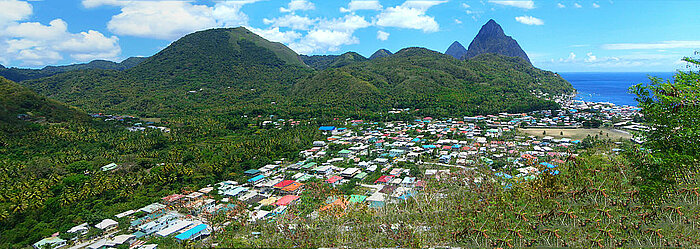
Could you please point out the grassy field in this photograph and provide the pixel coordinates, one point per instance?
(578, 133)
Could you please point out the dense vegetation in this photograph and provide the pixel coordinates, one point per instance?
(51, 178)
(671, 154)
(591, 203)
(18, 102)
(20, 74)
(435, 83)
(235, 71)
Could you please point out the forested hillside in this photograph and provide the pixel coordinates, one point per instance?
(236, 71)
(423, 79)
(20, 74)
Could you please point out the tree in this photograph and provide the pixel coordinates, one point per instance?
(671, 152)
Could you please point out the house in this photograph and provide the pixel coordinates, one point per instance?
(256, 178)
(376, 200)
(193, 233)
(286, 200)
(109, 167)
(79, 229)
(50, 242)
(123, 239)
(334, 180)
(383, 179)
(107, 224)
(174, 228)
(292, 188)
(350, 172)
(344, 153)
(252, 172)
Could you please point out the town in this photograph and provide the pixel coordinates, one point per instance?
(372, 163)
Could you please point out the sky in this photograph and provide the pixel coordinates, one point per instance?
(560, 36)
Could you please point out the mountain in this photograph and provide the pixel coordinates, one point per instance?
(492, 39)
(456, 50)
(213, 71)
(235, 71)
(17, 101)
(381, 53)
(321, 62)
(21, 74)
(419, 78)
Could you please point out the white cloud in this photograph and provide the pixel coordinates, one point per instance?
(381, 35)
(169, 20)
(161, 20)
(362, 5)
(590, 57)
(35, 44)
(529, 20)
(657, 45)
(295, 5)
(524, 4)
(291, 21)
(323, 40)
(348, 23)
(13, 10)
(275, 35)
(411, 15)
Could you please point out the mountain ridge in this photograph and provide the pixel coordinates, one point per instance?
(456, 50)
(492, 39)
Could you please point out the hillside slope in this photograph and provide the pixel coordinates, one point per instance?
(207, 71)
(21, 74)
(419, 78)
(492, 39)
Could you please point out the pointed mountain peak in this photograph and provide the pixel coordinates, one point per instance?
(381, 53)
(456, 50)
(492, 39)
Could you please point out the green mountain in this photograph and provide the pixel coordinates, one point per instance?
(207, 71)
(456, 50)
(321, 62)
(424, 79)
(235, 71)
(21, 74)
(381, 53)
(492, 39)
(18, 102)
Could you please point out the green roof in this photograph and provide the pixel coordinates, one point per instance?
(361, 175)
(308, 165)
(357, 198)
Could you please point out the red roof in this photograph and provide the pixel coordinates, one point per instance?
(283, 184)
(333, 179)
(173, 197)
(384, 179)
(284, 201)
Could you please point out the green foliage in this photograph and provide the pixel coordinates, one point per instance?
(671, 152)
(19, 74)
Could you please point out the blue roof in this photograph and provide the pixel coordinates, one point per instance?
(189, 233)
(549, 165)
(326, 128)
(252, 171)
(256, 178)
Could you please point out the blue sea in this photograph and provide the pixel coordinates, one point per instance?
(609, 87)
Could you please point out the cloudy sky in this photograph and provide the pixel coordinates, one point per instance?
(562, 36)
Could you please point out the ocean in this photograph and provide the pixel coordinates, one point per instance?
(609, 87)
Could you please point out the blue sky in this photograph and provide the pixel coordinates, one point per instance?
(561, 36)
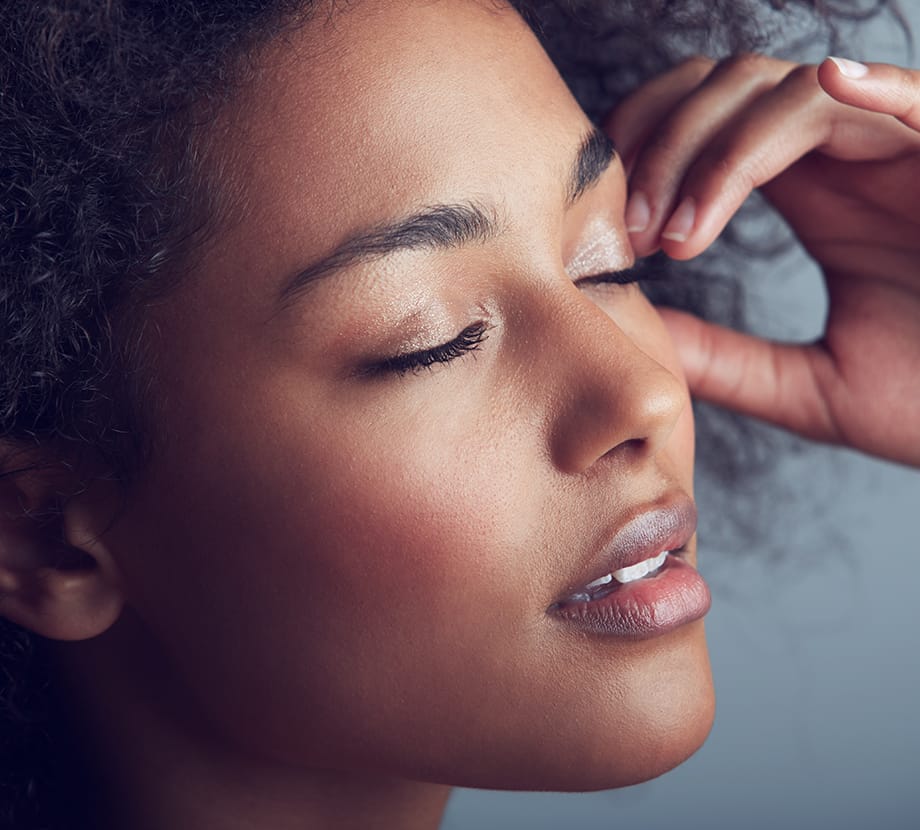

*****

__EXERCISE INSTRUCTIONS__.
Could you repeat every record exactly as written, with the pictures left out?

__ANSWER BELOW__.
Could you please point out the grassy field in this photograph and provide the pixel coordinates, one point per instance?
(578, 133)
Could you please point out the dense vegetation in this photograph and provide the pixel coordinates, one point per instance?
(51, 178)
(671, 154)
(591, 203)
(18, 102)
(20, 74)
(435, 83)
(235, 71)
Could you please point out the forested hillside in this photograph and provide the pixel coordinates, one point per instance?
(236, 71)
(423, 79)
(20, 74)
Could you please point out the tree in this photograph and provide the pixel coordinates, one point per instance?
(671, 152)
Could you please point out the house in this photograph and provide the pixel coordinates, one point per instance?
(256, 178)
(376, 200)
(193, 233)
(286, 200)
(109, 167)
(79, 229)
(50, 242)
(123, 239)
(334, 180)
(383, 179)
(107, 224)
(174, 228)
(292, 188)
(350, 172)
(344, 153)
(252, 172)
Could you please point out the town in this photograph and provide the pixel coordinates, one point per instance?
(372, 163)
Could you please point out the sky in this photograph and provide the pixel coordinates, one point per instance?
(560, 36)
Could you please point out the mountain in this photograph and provide the pixel coordinates, one point per instance?
(492, 39)
(456, 50)
(213, 71)
(235, 71)
(17, 101)
(381, 53)
(321, 62)
(21, 74)
(419, 78)
Could you please point out the white cloud in this photograph and provide the pixel coordinates, one point per instance?
(381, 35)
(169, 20)
(161, 20)
(362, 5)
(590, 57)
(35, 44)
(529, 20)
(657, 45)
(295, 5)
(524, 4)
(291, 21)
(323, 40)
(348, 23)
(13, 10)
(275, 35)
(411, 15)
Could you please point out the mountain ridge in this photograph and provide the pixel coordinates, one point per instance?
(456, 50)
(492, 39)
Could you please point out the hillside slope in this photograph and provide the pixel coordinates, one point per instance?
(207, 71)
(21, 74)
(419, 78)
(492, 39)
Could you please point out the pointed mountain peak in this photograph and provide the pixel coordinates, one point per instance?
(381, 53)
(456, 50)
(492, 39)
Could you please point out the green mountain in this photograph and provide the pixel coordinates, one point per instance?
(207, 71)
(456, 50)
(321, 62)
(424, 79)
(235, 71)
(21, 74)
(381, 53)
(492, 39)
(18, 102)
Could you please point out the green roof in this photograph and provide the pixel coordinates, one point per instance?
(361, 175)
(308, 165)
(357, 198)
Could you please point out the red roof in this photograph and provide the pixel coordinates, one point per instance?
(283, 184)
(333, 179)
(173, 197)
(384, 179)
(284, 201)
Could you please point out the green foliage in this photograph and provide the pixel coordinates, one point per instance?
(671, 152)
(19, 74)
Could you please point out the blue roof in this photograph and provide the pixel coordinates, one point per instance?
(189, 233)
(549, 165)
(326, 128)
(252, 171)
(256, 178)
Could you please point out the blue sea in this photograph and provide the pixel coordinates, one point per instance?
(609, 87)
Could you please point out the cloudy sky in this photograph and provide the pixel coordinates, one point per instance?
(562, 36)
Could you please point out the ocean in this photograph and provide the pixel coordinates, one point per instance?
(609, 87)
Could you please point out the blue sky in this photograph and provide the pixel coordinates, one point per instance?
(561, 36)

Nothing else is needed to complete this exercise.